**PROMPT:** Keeping every word intact, reproduce all of the records.

--- RECORD EXTRACTS Enclosed Below ---

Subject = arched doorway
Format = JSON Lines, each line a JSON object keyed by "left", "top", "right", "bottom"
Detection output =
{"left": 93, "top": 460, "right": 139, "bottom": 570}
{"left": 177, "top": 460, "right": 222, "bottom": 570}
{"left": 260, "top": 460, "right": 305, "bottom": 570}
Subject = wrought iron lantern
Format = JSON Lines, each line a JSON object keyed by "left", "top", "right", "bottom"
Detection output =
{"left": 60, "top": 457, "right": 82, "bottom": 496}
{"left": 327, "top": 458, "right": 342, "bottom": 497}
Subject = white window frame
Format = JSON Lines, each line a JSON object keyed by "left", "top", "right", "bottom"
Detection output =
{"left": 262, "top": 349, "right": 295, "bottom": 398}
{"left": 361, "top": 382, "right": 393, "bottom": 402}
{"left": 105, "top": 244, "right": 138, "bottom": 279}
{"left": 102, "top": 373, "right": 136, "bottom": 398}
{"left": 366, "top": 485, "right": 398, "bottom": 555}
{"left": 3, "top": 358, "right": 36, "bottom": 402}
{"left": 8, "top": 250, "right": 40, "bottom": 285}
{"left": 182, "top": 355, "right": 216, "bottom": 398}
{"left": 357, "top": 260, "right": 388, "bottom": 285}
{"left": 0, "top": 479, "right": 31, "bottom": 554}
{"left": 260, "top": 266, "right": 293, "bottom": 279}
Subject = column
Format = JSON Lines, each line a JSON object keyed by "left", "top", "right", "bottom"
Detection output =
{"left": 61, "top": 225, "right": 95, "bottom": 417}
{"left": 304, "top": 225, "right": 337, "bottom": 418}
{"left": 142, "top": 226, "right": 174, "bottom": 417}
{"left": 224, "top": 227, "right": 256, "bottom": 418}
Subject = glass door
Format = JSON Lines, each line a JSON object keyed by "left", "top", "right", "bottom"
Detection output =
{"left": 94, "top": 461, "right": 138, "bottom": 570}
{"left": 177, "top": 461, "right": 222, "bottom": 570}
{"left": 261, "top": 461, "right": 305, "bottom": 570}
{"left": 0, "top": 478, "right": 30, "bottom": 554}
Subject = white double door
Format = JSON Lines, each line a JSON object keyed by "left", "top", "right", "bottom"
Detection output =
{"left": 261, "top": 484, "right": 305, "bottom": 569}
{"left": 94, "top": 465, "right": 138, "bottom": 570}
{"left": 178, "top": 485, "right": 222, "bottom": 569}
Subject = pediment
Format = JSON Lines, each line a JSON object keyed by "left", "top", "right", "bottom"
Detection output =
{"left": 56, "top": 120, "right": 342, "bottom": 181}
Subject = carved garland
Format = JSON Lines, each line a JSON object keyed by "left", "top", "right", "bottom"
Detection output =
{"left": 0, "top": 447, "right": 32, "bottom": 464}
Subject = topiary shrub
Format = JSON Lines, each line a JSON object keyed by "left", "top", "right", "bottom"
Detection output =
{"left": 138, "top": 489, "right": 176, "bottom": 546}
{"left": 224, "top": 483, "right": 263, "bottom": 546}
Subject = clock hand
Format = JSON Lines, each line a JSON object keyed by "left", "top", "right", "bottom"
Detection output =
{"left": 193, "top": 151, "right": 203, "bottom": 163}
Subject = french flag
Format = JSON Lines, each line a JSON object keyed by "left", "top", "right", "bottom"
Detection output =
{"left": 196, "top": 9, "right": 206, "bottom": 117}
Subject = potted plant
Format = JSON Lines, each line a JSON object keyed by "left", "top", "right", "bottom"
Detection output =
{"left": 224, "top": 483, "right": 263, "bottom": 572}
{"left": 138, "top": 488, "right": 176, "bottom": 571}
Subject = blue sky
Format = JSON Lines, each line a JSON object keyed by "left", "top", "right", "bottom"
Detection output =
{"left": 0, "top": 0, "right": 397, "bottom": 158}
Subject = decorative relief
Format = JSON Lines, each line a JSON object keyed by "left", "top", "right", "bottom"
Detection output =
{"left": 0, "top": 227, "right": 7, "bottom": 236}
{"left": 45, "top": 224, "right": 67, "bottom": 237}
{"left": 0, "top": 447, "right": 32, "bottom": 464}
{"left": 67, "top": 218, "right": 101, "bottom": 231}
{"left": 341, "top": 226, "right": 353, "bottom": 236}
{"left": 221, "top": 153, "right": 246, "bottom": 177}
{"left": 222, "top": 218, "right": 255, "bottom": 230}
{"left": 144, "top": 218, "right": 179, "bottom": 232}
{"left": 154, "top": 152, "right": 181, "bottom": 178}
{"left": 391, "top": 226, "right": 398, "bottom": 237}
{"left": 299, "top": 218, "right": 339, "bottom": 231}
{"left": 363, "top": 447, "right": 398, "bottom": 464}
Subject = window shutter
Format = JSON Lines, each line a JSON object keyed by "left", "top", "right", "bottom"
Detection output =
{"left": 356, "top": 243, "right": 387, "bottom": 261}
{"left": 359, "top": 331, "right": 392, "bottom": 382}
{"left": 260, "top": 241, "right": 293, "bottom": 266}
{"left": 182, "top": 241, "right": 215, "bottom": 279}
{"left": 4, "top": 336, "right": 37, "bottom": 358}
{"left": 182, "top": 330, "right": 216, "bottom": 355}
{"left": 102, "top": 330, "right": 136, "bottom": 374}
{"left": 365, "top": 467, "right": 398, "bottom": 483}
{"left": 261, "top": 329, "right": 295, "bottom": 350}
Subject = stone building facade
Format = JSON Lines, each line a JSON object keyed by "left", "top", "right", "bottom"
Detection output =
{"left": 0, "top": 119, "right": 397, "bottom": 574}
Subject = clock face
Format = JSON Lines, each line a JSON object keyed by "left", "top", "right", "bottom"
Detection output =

--- End of Enclosed RECORD EXTRACTS ---

**OUTPUT FOR THIS TASK:**
Subject = arched doorway
Format = JSON Lines, each line a JSON object keyed by "left", "top", "right", "bottom"
Detection output =
{"left": 93, "top": 460, "right": 139, "bottom": 570}
{"left": 177, "top": 460, "right": 222, "bottom": 570}
{"left": 260, "top": 460, "right": 305, "bottom": 570}
Subject = wrought iron lantern
Format = JSON Lines, each line a JSON object keyed by "left", "top", "right", "bottom"
Detection output =
{"left": 60, "top": 457, "right": 82, "bottom": 496}
{"left": 327, "top": 458, "right": 342, "bottom": 497}
Subject = white window frame
Format = JSON Lines, each line a JSON object keyed by "left", "top", "right", "bottom"
Detection output =
{"left": 262, "top": 349, "right": 295, "bottom": 398}
{"left": 361, "top": 382, "right": 393, "bottom": 402}
{"left": 105, "top": 244, "right": 138, "bottom": 279}
{"left": 102, "top": 373, "right": 136, "bottom": 398}
{"left": 366, "top": 485, "right": 398, "bottom": 555}
{"left": 3, "top": 358, "right": 36, "bottom": 402}
{"left": 8, "top": 250, "right": 40, "bottom": 285}
{"left": 182, "top": 355, "right": 216, "bottom": 398}
{"left": 357, "top": 260, "right": 388, "bottom": 285}
{"left": 0, "top": 479, "right": 31, "bottom": 554}
{"left": 260, "top": 266, "right": 293, "bottom": 279}
Subject = column
Format = JSON Lines, each line a JSON object keyed by "left", "top", "right", "bottom"
Detection output =
{"left": 61, "top": 225, "right": 95, "bottom": 417}
{"left": 304, "top": 225, "right": 337, "bottom": 418}
{"left": 142, "top": 226, "right": 174, "bottom": 417}
{"left": 224, "top": 227, "right": 256, "bottom": 418}
Subject = glass door
Format = JSON Lines, each line a JSON object keyed by "left", "top", "right", "bottom"
Detection output =
{"left": 94, "top": 461, "right": 138, "bottom": 570}
{"left": 177, "top": 461, "right": 222, "bottom": 570}
{"left": 261, "top": 461, "right": 305, "bottom": 570}
{"left": 0, "top": 478, "right": 30, "bottom": 554}
Subject = white double door
Format = JSON Lines, each line a JSON object keyed by "left", "top", "right", "bottom"
Detection output =
{"left": 261, "top": 484, "right": 305, "bottom": 569}
{"left": 94, "top": 465, "right": 138, "bottom": 570}
{"left": 178, "top": 485, "right": 222, "bottom": 569}
Subject = pediment
Format = JSON Lines, each line a JSON object keyed by "left", "top", "right", "bottom"
Detection output =
{"left": 56, "top": 120, "right": 342, "bottom": 181}
Subject = carved garland
Format = JSON Lines, each line a JSON object keyed by "left", "top", "right", "bottom"
Detection output =
{"left": 0, "top": 447, "right": 32, "bottom": 464}
Subject = topiary shrub
Format = JSON Lines, each line a JSON object keyed by "left", "top", "right", "bottom"
Detection output =
{"left": 138, "top": 489, "right": 176, "bottom": 546}
{"left": 224, "top": 483, "right": 263, "bottom": 546}
Subject = clock hand
Format = JSON Lines, each line a JSON object keyed by "left", "top", "right", "bottom"
Detection output =
{"left": 193, "top": 151, "right": 203, "bottom": 163}
Subject = french flag
Format = JSON Lines, each line a JSON object keyed by "left", "top", "right", "bottom"
Detection output =
{"left": 196, "top": 9, "right": 206, "bottom": 117}
Subject = potted plant
Format = JSON Lines, each line a JSON object keyed by "left", "top", "right", "bottom"
Detection output =
{"left": 224, "top": 483, "right": 263, "bottom": 572}
{"left": 138, "top": 488, "right": 176, "bottom": 571}
Subject = blue sky
Format = JSON Lines, each line a JSON object keyed by "left", "top", "right", "bottom"
Detection output =
{"left": 0, "top": 0, "right": 397, "bottom": 158}
Subject = decorative relief
Format = JSON Lines, each line a JSON object keyed by "left", "top", "right", "bottom"
Detection output =
{"left": 0, "top": 227, "right": 7, "bottom": 236}
{"left": 45, "top": 224, "right": 67, "bottom": 237}
{"left": 0, "top": 447, "right": 32, "bottom": 464}
{"left": 67, "top": 218, "right": 101, "bottom": 231}
{"left": 341, "top": 226, "right": 353, "bottom": 236}
{"left": 221, "top": 153, "right": 246, "bottom": 177}
{"left": 222, "top": 218, "right": 255, "bottom": 230}
{"left": 144, "top": 218, "right": 179, "bottom": 232}
{"left": 154, "top": 152, "right": 181, "bottom": 178}
{"left": 391, "top": 226, "right": 398, "bottom": 237}
{"left": 299, "top": 218, "right": 339, "bottom": 231}
{"left": 363, "top": 447, "right": 398, "bottom": 464}
Subject = window shutter
Format = JSON Lines, each line a JSON object keyed by "left", "top", "right", "bottom"
Detection output =
{"left": 356, "top": 243, "right": 387, "bottom": 261}
{"left": 359, "top": 331, "right": 392, "bottom": 382}
{"left": 260, "top": 241, "right": 293, "bottom": 266}
{"left": 182, "top": 241, "right": 215, "bottom": 279}
{"left": 4, "top": 336, "right": 37, "bottom": 358}
{"left": 182, "top": 330, "right": 216, "bottom": 355}
{"left": 102, "top": 330, "right": 136, "bottom": 374}
{"left": 365, "top": 467, "right": 398, "bottom": 483}
{"left": 261, "top": 329, "right": 295, "bottom": 350}
Subject = stone building facade
Format = JSON Lines, each line a JSON object keyed by "left", "top", "right", "bottom"
Detection output =
{"left": 0, "top": 119, "right": 397, "bottom": 574}
Subject = clock face
Format = JSON Lines, each line a JSON object keyed by "left", "top", "right", "bottom"
Detection output =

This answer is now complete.